(DATA SUPPLIED begins)

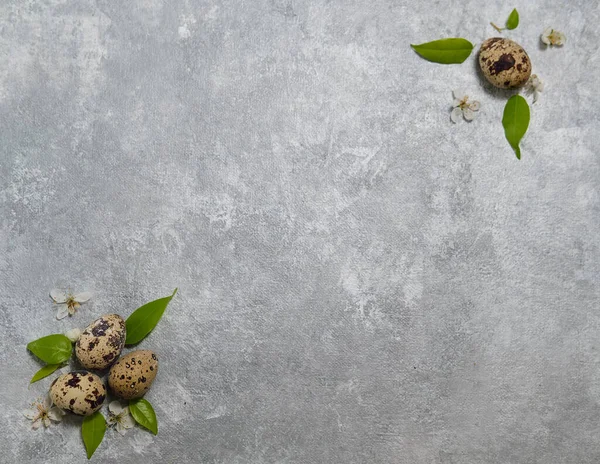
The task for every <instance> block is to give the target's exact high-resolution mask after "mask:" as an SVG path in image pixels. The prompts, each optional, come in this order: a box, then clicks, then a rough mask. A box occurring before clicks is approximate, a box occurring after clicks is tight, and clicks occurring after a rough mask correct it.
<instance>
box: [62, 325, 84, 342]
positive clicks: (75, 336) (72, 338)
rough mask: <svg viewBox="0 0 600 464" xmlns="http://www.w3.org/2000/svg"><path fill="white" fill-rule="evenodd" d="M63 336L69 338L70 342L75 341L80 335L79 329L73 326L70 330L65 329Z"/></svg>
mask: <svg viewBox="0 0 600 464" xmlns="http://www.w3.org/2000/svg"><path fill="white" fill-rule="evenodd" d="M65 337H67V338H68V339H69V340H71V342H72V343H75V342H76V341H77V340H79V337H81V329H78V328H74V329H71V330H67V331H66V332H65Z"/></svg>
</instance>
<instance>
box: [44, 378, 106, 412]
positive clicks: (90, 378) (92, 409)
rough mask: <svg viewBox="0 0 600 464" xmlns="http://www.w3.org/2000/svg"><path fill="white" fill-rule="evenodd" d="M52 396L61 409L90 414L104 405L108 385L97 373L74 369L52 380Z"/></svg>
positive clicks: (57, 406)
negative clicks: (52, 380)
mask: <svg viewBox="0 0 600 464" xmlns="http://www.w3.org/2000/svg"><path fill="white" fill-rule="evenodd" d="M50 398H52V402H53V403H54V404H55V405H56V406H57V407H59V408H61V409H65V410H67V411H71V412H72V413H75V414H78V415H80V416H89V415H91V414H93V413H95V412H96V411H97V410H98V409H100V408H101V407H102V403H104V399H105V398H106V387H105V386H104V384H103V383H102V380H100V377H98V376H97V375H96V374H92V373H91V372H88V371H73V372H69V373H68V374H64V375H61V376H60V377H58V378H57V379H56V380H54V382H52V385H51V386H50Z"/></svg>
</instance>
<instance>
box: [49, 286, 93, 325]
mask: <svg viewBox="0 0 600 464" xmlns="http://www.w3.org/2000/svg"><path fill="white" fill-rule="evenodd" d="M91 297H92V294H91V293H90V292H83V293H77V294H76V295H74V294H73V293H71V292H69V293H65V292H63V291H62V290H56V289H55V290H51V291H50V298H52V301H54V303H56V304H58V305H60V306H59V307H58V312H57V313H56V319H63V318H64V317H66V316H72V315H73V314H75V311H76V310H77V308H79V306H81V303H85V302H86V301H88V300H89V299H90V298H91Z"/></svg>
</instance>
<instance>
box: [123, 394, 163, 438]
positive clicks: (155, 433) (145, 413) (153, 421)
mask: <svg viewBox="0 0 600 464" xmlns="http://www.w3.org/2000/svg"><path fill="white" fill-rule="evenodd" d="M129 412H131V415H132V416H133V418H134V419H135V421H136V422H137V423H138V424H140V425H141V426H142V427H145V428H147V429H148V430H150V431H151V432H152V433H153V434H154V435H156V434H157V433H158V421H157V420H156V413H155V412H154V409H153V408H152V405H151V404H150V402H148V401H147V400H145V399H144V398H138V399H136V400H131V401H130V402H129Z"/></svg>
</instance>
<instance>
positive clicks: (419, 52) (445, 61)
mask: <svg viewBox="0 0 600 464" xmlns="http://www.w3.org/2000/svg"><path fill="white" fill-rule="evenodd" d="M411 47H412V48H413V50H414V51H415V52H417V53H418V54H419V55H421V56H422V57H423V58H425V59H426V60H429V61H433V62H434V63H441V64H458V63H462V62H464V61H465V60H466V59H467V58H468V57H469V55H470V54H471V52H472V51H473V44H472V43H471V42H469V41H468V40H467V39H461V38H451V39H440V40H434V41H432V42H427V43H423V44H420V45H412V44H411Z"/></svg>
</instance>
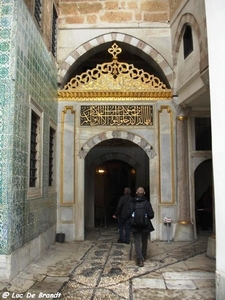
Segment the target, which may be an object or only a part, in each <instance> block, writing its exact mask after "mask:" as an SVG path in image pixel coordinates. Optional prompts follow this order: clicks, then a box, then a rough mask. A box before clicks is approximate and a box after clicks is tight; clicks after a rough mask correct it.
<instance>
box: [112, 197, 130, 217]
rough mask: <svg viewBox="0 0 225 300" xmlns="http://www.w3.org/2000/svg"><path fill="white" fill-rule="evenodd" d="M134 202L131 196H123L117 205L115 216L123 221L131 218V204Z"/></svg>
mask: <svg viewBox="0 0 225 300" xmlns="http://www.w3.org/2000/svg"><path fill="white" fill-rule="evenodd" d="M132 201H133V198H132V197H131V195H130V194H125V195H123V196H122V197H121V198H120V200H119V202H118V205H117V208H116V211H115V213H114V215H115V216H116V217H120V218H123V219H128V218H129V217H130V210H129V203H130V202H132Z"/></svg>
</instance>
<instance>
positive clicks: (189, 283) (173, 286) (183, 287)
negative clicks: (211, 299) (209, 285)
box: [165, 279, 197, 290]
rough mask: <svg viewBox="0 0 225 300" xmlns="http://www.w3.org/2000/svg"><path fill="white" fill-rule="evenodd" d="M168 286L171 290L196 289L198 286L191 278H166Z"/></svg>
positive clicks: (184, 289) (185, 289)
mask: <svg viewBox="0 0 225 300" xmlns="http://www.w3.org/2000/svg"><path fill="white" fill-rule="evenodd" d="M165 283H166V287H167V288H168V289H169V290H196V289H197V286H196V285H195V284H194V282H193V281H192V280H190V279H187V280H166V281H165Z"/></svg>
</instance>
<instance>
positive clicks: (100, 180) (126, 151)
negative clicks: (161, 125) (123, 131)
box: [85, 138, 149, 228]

(DATA SUPPLIED ends)
(DATA SUPPLIED begins)

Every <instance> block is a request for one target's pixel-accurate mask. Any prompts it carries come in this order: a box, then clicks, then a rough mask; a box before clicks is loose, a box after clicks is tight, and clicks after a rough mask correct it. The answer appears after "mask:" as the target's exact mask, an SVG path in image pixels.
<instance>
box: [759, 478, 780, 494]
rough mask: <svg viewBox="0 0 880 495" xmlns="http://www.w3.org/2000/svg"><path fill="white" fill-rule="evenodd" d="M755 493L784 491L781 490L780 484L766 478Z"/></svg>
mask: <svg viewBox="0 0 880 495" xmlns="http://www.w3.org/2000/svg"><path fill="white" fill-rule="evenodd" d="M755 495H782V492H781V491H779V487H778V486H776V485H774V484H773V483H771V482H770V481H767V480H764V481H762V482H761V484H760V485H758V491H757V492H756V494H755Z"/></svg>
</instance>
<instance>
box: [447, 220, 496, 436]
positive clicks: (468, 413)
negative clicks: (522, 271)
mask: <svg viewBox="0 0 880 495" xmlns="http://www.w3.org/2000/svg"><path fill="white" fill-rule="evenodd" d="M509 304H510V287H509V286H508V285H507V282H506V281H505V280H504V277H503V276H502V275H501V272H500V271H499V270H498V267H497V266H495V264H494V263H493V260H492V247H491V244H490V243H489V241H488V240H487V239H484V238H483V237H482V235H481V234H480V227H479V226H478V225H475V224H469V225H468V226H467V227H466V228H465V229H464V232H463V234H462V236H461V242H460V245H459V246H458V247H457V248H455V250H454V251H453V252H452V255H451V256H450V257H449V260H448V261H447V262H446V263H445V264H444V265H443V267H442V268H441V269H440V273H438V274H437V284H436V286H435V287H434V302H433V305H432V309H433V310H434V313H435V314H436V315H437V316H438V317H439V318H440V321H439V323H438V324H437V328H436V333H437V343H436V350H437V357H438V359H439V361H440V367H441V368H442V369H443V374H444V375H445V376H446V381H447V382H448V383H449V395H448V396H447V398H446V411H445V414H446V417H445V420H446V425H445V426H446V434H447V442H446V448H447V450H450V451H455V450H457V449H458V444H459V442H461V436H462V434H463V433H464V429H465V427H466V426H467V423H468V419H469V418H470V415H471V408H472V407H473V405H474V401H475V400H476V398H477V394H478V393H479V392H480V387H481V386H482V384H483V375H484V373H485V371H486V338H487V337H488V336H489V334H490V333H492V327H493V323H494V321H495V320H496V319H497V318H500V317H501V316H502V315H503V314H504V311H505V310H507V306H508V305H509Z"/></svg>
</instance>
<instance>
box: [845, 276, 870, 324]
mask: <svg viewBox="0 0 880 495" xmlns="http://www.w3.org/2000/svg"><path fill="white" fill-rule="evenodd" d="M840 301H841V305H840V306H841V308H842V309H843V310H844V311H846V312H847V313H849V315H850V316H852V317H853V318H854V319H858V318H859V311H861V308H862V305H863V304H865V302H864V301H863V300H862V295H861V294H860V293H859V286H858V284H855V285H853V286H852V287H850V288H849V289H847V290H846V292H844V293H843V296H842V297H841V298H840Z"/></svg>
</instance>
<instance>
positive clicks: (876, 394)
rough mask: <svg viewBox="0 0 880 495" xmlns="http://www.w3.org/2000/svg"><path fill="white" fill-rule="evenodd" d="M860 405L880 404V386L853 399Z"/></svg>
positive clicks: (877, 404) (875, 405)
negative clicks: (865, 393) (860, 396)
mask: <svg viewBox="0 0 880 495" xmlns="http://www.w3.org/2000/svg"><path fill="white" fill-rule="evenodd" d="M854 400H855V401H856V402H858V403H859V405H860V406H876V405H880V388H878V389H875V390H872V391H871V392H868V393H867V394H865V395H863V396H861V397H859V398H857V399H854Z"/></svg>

(DATA SUPPLIED ends)
(DATA SUPPLIED begins)

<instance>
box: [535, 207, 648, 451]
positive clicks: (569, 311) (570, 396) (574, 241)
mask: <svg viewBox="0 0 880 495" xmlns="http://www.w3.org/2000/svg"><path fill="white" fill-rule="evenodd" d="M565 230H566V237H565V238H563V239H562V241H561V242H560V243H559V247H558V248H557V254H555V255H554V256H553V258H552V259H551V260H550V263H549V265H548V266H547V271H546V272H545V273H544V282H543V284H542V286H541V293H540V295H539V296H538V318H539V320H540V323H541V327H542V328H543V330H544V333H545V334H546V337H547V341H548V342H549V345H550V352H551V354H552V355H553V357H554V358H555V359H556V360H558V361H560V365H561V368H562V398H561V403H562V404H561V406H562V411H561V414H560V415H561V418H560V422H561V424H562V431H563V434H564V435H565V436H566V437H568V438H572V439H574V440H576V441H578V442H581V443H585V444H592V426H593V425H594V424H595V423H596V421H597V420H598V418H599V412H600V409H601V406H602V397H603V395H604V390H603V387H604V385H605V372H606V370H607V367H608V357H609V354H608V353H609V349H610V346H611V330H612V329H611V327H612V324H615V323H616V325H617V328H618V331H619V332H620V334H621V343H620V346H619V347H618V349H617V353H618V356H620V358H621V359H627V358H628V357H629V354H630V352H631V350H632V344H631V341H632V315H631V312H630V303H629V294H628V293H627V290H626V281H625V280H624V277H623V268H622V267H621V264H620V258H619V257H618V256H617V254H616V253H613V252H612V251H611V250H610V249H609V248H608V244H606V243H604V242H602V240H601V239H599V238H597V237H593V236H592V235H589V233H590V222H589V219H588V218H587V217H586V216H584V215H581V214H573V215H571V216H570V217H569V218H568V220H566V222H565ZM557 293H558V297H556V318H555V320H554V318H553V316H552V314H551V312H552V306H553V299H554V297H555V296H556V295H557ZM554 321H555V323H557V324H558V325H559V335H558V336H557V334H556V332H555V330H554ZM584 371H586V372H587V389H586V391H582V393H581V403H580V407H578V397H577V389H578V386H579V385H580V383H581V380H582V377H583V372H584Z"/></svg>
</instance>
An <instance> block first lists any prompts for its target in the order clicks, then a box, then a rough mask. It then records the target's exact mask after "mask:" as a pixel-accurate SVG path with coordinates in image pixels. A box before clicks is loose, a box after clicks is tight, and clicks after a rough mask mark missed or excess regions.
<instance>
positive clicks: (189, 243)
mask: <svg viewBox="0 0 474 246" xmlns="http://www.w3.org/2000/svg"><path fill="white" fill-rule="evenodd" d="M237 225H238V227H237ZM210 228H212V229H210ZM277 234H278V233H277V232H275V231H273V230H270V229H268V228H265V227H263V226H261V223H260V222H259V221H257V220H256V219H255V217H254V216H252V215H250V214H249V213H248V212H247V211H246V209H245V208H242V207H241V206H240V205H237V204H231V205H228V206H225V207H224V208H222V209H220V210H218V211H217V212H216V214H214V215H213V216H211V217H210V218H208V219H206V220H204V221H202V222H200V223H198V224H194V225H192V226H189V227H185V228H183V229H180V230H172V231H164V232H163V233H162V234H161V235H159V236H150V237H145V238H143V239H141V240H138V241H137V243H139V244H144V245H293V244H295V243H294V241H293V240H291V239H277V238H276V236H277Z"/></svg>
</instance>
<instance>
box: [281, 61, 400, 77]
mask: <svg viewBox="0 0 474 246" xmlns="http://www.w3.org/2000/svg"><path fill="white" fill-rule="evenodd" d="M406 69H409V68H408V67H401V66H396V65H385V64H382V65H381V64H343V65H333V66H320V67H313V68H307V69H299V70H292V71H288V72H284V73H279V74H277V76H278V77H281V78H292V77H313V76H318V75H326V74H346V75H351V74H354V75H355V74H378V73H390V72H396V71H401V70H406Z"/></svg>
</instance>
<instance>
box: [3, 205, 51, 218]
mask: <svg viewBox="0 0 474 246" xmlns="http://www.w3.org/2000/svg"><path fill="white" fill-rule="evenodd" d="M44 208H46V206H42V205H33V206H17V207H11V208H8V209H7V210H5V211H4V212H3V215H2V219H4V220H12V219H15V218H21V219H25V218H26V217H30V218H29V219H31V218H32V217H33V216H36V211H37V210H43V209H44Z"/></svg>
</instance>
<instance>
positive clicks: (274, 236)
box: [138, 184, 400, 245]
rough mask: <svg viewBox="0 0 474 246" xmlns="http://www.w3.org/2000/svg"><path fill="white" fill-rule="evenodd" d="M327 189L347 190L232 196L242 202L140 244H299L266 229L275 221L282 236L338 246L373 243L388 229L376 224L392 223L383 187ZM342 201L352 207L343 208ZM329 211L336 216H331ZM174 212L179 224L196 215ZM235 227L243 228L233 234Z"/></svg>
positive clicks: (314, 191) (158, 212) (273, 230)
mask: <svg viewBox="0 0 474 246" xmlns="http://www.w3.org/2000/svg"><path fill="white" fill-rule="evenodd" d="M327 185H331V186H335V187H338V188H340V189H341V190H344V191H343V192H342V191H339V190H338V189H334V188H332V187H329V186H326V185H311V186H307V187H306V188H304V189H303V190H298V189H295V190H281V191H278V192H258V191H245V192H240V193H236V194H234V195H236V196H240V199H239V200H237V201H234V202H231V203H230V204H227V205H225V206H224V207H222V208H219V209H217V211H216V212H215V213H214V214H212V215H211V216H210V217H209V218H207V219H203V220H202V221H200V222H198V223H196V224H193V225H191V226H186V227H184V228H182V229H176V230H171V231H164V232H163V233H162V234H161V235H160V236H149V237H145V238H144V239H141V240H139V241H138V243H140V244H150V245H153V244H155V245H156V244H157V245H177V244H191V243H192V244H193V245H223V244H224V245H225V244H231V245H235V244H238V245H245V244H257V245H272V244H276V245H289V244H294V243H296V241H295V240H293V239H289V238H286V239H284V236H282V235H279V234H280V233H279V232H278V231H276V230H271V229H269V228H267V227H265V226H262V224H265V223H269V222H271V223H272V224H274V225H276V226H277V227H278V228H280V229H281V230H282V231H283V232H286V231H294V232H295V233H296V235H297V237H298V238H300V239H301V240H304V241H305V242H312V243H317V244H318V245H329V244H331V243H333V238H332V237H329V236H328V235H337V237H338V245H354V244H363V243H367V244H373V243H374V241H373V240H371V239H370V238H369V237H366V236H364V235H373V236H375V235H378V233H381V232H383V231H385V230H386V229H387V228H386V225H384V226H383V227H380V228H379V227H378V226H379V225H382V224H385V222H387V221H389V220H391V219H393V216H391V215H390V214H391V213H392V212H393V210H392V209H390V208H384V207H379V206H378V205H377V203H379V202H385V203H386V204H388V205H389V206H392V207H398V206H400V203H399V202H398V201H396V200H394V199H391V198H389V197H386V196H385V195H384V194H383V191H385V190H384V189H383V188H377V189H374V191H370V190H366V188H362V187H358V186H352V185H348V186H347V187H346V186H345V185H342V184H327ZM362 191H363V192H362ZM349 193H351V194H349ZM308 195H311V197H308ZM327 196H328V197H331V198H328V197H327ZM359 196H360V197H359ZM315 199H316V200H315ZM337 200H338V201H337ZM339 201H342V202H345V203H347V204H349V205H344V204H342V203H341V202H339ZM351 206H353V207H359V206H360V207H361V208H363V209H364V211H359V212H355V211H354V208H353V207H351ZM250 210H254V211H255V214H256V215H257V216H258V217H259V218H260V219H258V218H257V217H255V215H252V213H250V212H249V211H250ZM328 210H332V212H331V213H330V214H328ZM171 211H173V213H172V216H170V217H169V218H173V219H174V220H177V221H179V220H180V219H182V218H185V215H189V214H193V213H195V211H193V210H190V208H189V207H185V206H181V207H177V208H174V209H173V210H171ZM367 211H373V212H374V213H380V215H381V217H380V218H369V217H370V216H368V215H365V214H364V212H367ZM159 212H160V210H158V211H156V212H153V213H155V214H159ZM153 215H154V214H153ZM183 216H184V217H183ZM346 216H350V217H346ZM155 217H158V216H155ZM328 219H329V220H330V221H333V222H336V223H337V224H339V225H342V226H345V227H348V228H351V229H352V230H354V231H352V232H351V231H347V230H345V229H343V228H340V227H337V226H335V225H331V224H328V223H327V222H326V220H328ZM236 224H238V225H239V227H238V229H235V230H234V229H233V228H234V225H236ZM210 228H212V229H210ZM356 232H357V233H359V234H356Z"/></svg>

(DATA SUPPLIED ends)

WORK INSTRUCTION => From the listing above, the lines starting with the one that has "box: [759, 478, 780, 494]" and running through the one that has "positive clicks: (468, 413)" should be copied exactly, ends included.

OUTPUT =>
box: [759, 478, 780, 494]
rough mask: <svg viewBox="0 0 880 495" xmlns="http://www.w3.org/2000/svg"><path fill="white" fill-rule="evenodd" d="M755 493L784 491L781 490L780 484L766 478Z"/></svg>
mask: <svg viewBox="0 0 880 495" xmlns="http://www.w3.org/2000/svg"><path fill="white" fill-rule="evenodd" d="M755 495H782V492H781V491H779V487H778V486H776V485H774V484H773V483H771V482H770V481H767V480H764V481H762V482H761V484H760V485H758V491H757V492H756V494H755Z"/></svg>
</instance>
<instance>
box: [447, 220, 496, 436]
positive clicks: (468, 413)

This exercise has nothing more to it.